**EXTRACTED INFORMATION**

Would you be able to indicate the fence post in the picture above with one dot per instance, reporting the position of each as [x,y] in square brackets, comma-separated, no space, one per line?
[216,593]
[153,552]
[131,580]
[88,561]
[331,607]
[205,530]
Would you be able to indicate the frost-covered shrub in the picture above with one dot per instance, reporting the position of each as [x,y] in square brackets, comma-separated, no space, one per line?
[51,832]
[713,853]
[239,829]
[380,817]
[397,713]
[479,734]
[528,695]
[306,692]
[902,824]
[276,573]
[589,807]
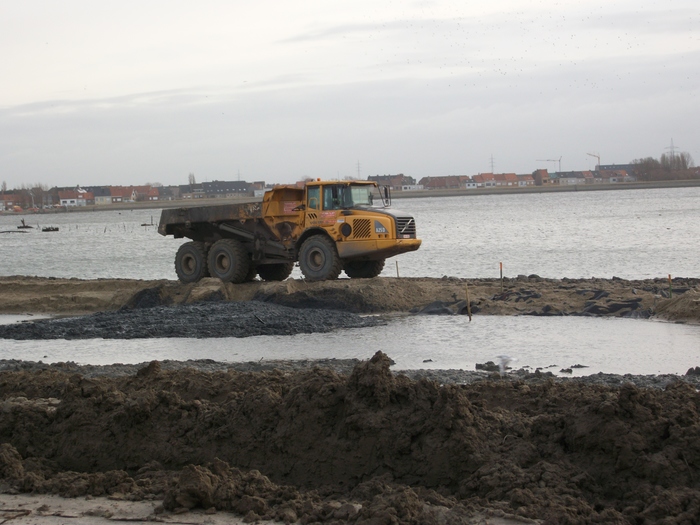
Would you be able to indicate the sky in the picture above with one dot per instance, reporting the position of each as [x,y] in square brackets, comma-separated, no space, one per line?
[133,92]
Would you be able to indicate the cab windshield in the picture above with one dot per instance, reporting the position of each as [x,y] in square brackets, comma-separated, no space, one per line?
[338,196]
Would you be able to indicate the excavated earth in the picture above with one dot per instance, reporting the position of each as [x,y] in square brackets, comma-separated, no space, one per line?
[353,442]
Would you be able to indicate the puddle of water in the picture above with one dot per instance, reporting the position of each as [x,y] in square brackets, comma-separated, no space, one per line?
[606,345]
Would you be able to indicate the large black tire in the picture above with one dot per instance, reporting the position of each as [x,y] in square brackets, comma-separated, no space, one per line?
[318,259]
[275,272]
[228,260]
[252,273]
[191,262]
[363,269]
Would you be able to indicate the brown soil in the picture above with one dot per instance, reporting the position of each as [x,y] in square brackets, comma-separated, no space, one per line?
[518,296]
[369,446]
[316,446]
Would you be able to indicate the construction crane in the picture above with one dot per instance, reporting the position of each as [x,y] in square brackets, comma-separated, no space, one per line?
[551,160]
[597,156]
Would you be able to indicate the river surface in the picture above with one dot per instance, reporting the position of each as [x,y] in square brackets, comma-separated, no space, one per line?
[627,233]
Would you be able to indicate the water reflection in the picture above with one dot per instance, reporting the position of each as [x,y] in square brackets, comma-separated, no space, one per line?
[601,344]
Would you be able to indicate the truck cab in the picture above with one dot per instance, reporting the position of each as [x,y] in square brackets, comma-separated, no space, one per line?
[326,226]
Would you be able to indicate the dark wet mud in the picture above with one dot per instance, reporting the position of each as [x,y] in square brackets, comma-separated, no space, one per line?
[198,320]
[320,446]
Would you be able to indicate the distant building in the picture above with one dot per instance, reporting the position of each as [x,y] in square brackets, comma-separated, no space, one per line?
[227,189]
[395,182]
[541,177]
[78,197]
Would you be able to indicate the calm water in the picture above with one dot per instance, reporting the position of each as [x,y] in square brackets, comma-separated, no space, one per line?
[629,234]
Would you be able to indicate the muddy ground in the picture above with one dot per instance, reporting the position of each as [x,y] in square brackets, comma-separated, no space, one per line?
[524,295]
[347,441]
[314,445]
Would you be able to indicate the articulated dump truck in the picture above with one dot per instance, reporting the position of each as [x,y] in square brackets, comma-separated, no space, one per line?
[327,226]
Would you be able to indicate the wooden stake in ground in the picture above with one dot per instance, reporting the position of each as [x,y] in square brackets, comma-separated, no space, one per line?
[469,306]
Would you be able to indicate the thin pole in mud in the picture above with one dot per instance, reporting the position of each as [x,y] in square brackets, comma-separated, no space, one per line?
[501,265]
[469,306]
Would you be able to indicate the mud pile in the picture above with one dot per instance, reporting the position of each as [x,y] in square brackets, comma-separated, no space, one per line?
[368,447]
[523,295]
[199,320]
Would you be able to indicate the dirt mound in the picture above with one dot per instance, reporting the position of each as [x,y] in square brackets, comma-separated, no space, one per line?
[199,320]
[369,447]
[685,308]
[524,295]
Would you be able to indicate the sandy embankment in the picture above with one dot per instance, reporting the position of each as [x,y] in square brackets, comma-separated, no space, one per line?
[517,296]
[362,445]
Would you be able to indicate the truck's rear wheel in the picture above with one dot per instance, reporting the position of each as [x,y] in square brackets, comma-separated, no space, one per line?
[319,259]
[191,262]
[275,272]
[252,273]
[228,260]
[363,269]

**ACTIVITY**
Could you reproduce every record above exactly, leaving out any pictures?

**RESULT**
Would you be able to indicate the fence post in the picture above with one dot per instance, reporting the position of each as [x,y] in square brackets, comma-separated, no space, one per line?
[216,593]
[153,552]
[131,580]
[88,561]
[331,607]
[205,530]
Would you be able to indicate the frost-covered shrub in the picture above with one dot per instance, reporting the position of each as [x,y] in square brackets, comma-separated, no space, one per line?
[51,832]
[713,853]
[239,829]
[380,817]
[397,713]
[479,734]
[528,695]
[306,692]
[902,824]
[276,573]
[589,807]
Would you be able to indicate the sky in the picture above with one dot per instance, reporting the position of each as [x,y] in square brackets, comma-separated, no space, one per line?
[133,92]
Would you be able to indicate the cab windshield in the picture above with one dot per instance, reporting the position of each as [x,y] in square brackets, comma-separated, no space, one per line?
[338,196]
Would you be able to indicate the excavated earth in the picture above with one dot per instance, reporting the position of each as [x,y] in square brackets, comma-separated, no space, one per line?
[353,442]
Would you be able to indicate the puddle of water in the picture above with one dot per instance, reporting the position of each as [x,y] in square brackets, comma-separated, no space, one per line?
[606,345]
Would you be able to indicate the large black tire in the picture above with one dot per instance, reporting the position of each as [x,y] in square brackets, comma-separated, no space, one per line?
[318,259]
[275,272]
[228,260]
[252,273]
[191,262]
[363,269]
Would you be able to indicate the brown soil in the picture above with one dot per instance, reporting the position of each as [x,y] in square brackets, comma-separated, no space, one per line?
[518,296]
[369,446]
[316,446]
Would you be able to indicate the construction crane in the picture above with one dot per instance, reporting the position of each as [x,y] in square brackets, comma-separated, no space, one per line?
[551,160]
[597,156]
Would you be able to indicate the river surface in the picture above with one dot per instance, reporting the position of each as [x,y] in square brackets, comma-separated, no space, one per line?
[627,233]
Would you be able to indicate the water reflection in the picture above with one dot per instance, reporting the position of each as [x,y] in square brackets, comma-separated, no space, one per line?
[601,344]
Would you be able to indicate the truck cab in the picture above with one dot per instance, reporting the position of each as [x,y] in square brackets, comma-separated, no space, one per line?
[326,226]
Would you be able to indicate the dark wet mud in the picture above with one dot per instance, reporting the position of each as [x,y] in square brackets, comma-separated, no space, one per line?
[198,320]
[320,446]
Would you be able to indicate the distant building in the picture above with one dot per instance, reporting the position of each as [x,y] in square brackets, comma-separated, no space, one per line?
[227,189]
[395,182]
[541,177]
[78,197]
Would you be able to indicate the calm water in the picture above with one dot per instance, reporting the position of each as [x,y] in square brackets, comma-separated, no space, one per line?
[629,234]
Would you be able to indicate the muddy ground in the picture above with one dot per instance, reporting the position of each as [x,y] in square brackets, comma-separated, no space, one per line?
[524,295]
[347,441]
[314,445]
Would you be able to indicate the articulated dump truck in the picture above with one dot per instance, reporting the position of each as [x,y] in square brackets, comma-separated, no space, one per line?
[327,226]
Would you be able to indicate the wooden stake in ground in the picture above with one dot per instance, reporting the position of each as [x,y] in square brackets, comma-separated, no space, one per line?
[469,306]
Would you be able to indicate the thin pole in mud in the picture above with one dot per instance, reporting the position of each as [x,y] in square brackets, comma-separated, no space, one per line?
[501,265]
[469,306]
Would you be able to indicate the mud pile in the picture above with one dot per instance, reporting the position of each as [x,y] in square brackets, comma-separated, no space, one per line?
[368,447]
[523,295]
[199,320]
Would you be able to indicate the dirt mound in the picture above with one dot per instance, reporting the position of each as [x,y] in square brackets, comma-separated, no space, one per line?
[199,320]
[369,447]
[685,308]
[524,295]
Would you be able to indicate the sandy embankment in the picture above with one dot per instance, reporting the position of each as [x,y] in square brackets, comma-separated, no space, one per line?
[517,296]
[362,445]
Would you be able to indicate the truck's rear wheel in the picture above with one dot per instance, reporting the position of each as [x,y] in square brackets, comma-separated, no space, one per line?
[319,259]
[191,262]
[275,272]
[252,273]
[228,260]
[363,269]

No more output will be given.